→ Passage given:

■ ■ ■ ■ ■

I have always known that dry fireing is a good way to keep your shooten skills sharp. But I never enjoyed it. But this little jewl is the answer to that! Lots of fun too!
I also bought a crossman C02 pellet pistol. Its not near the quality of the webley, but it shoots good and only cost $50 at wally world.
I may get that little pellet trap and remelt................Do they even make .177 bullet/ pellet molds????? Heck that may be going just too far! ...Buck

Bret4207
10-23-2005, 08:45 AM
I think theres a guy making a bunch of different style pellets in moulds and swedges. I also think he's British. Try hitting the airgun sites and of course Google the item you're looking for. I really lean towards a swedges design for tisor better yet try a bulk buy on whatever works best in your guns. They aren't all that $$ to start with.

■ ■ ■ ■ ■

→ Your instructions:
Retype everything in the forum thread from "I may get that" down to "to start with.".

→ Data entries:
■ ■ ■ ■ ■

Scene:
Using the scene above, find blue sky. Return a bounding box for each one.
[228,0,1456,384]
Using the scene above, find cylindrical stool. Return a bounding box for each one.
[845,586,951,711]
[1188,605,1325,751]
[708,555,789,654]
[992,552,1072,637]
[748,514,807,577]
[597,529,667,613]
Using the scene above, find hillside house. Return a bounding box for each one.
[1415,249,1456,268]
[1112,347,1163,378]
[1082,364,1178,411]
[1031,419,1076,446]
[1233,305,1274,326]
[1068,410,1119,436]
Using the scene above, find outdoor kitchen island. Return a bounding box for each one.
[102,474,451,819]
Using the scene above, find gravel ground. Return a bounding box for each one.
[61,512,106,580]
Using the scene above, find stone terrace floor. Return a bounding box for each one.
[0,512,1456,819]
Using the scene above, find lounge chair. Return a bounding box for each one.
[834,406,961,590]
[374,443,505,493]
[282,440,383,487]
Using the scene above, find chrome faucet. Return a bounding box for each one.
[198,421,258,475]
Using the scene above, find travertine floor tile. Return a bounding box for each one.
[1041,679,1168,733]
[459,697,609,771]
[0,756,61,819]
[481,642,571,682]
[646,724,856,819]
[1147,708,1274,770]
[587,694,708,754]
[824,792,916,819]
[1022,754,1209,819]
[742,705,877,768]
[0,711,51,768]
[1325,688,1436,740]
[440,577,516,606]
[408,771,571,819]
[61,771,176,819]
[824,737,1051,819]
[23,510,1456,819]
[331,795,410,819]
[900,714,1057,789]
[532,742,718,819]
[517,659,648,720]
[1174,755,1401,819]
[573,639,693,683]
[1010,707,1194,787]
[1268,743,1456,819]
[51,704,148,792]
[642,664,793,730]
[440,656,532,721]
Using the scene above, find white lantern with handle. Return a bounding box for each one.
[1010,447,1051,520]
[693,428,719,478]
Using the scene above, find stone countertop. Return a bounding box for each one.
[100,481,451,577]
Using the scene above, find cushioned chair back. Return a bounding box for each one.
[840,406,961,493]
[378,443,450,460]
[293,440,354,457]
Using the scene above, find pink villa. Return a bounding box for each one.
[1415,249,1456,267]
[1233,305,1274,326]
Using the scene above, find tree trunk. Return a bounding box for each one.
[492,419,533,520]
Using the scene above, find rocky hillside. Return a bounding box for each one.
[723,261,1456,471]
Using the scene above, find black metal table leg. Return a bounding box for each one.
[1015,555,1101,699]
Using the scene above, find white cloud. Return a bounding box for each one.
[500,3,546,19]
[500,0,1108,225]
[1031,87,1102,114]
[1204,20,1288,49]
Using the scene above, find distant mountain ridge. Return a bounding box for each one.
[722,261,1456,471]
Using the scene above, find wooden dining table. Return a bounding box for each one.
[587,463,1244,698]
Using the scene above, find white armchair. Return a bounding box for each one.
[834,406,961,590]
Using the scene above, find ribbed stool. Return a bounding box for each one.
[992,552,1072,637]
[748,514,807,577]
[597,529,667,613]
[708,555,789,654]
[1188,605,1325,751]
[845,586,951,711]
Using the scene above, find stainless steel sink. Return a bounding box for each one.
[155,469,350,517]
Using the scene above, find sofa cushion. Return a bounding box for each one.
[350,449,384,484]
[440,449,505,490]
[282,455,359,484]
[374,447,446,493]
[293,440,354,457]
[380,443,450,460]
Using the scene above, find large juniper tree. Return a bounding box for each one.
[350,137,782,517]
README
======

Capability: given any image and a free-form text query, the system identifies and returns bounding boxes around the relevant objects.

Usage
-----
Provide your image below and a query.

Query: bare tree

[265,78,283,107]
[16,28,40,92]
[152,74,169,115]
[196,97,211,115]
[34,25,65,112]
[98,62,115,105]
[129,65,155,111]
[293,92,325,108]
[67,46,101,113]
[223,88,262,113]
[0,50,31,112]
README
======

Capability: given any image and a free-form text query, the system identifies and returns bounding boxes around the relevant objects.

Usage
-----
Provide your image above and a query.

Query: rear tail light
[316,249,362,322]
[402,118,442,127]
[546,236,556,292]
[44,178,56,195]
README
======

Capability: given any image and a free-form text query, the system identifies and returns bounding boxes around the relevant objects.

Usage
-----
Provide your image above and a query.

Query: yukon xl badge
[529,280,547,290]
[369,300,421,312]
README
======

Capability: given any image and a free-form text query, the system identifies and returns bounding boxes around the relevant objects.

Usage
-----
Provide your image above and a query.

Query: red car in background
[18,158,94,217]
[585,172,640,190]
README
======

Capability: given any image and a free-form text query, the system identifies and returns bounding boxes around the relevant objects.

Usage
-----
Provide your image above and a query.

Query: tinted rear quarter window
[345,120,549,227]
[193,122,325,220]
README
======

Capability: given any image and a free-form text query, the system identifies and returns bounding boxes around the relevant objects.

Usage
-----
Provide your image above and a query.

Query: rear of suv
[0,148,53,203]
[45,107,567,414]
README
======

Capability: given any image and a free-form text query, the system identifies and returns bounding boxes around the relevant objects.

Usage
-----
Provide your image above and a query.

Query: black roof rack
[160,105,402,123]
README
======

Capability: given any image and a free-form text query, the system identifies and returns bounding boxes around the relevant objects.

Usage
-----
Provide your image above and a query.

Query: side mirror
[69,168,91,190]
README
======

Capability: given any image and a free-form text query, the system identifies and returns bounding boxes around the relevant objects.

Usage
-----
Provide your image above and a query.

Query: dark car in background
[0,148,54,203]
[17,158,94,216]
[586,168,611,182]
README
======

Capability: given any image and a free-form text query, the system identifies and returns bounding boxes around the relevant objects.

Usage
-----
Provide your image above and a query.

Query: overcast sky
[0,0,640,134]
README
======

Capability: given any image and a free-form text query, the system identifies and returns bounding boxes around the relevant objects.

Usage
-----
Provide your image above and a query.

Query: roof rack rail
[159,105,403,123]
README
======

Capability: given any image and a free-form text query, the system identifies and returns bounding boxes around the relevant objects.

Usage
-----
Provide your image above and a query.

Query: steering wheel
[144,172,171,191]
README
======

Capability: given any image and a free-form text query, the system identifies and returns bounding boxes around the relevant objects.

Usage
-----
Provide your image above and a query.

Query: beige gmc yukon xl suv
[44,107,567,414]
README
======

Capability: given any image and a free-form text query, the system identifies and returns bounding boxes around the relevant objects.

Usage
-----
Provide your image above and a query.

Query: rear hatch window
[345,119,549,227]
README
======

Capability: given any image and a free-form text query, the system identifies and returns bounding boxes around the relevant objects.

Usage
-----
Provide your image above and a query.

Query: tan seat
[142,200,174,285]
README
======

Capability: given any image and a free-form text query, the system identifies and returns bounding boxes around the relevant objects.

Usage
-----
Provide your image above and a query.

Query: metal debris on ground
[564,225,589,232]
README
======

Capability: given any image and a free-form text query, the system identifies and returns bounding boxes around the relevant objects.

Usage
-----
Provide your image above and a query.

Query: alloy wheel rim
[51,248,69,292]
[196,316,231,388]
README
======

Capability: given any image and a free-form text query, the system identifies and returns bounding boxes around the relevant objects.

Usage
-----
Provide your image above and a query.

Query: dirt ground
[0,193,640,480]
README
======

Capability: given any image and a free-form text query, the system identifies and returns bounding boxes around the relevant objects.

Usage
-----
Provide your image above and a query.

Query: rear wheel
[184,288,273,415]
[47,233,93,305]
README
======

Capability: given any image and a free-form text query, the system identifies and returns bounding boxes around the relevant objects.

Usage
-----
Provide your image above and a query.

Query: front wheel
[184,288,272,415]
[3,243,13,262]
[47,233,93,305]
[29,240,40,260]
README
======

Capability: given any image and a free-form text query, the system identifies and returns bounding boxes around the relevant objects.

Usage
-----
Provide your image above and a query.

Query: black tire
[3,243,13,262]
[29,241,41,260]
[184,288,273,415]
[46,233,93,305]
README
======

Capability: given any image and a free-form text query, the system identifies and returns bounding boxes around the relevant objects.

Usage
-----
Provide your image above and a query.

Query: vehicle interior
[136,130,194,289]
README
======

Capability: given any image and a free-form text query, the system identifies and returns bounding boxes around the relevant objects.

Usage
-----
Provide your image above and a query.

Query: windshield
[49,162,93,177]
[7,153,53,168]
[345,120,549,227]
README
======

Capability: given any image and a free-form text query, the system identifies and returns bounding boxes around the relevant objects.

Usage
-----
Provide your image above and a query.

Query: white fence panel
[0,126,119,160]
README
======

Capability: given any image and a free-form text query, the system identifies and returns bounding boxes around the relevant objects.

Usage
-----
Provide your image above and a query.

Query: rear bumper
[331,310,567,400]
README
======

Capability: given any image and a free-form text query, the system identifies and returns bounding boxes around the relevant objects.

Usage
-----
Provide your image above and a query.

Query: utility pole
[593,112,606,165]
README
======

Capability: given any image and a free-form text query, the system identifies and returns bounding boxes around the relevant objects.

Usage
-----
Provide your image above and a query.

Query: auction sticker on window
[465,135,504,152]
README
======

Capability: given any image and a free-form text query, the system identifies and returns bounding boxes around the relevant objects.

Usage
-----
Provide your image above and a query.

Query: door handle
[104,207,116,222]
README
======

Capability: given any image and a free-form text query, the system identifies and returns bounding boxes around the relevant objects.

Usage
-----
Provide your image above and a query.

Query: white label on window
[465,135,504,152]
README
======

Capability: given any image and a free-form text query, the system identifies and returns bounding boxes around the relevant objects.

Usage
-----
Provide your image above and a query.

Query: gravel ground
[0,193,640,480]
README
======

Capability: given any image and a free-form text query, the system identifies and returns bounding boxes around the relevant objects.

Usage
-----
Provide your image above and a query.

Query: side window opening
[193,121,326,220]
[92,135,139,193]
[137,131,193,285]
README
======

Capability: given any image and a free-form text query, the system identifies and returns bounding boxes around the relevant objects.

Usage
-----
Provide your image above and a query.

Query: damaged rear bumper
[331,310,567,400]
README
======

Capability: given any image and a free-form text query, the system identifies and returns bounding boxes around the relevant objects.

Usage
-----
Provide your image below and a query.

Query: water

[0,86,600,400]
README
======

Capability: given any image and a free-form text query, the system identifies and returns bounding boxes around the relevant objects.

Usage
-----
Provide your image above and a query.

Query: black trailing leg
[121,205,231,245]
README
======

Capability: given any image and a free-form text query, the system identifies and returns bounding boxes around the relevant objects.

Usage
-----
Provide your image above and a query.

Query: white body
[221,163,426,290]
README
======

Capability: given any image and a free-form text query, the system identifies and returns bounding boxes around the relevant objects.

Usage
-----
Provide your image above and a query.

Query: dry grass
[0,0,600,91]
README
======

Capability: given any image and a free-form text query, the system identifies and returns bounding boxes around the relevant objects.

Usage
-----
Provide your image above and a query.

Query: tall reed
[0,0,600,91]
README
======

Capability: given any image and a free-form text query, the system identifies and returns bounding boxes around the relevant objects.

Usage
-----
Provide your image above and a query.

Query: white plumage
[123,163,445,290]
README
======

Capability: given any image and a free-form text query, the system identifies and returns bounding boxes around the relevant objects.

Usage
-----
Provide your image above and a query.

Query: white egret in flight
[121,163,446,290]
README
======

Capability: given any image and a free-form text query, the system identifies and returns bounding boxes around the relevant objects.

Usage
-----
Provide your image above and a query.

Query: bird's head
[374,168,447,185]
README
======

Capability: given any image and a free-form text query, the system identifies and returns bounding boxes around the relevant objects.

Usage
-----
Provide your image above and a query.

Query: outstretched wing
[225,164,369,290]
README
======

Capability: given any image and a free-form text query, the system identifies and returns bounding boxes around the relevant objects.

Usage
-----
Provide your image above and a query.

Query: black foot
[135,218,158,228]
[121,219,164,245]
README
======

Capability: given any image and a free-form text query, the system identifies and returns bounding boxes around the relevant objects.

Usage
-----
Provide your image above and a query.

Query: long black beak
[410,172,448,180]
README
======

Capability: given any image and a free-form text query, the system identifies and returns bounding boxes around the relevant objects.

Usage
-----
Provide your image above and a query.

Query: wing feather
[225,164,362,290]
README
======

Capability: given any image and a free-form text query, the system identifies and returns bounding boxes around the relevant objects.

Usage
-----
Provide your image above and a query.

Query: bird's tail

■ ■ ■ ■ ■

→ Written answer:
I may get that little pellet trap and remelt................Do they even make .177 bullet/ pellet molds????? Heck that may be going just too far! ...Buck

Bret4207
10-23-2005, 08:45 AM
I think theres a guy making a bunch of different style pellets in moulds and swedges. I also think he's British. Try hitting the airgun sites and of course Google the item you're looking for. I really lean towards a swedges design for tisor better yet try a bulk buy on whatever works best in your guns. They aren't all that $$ to start with.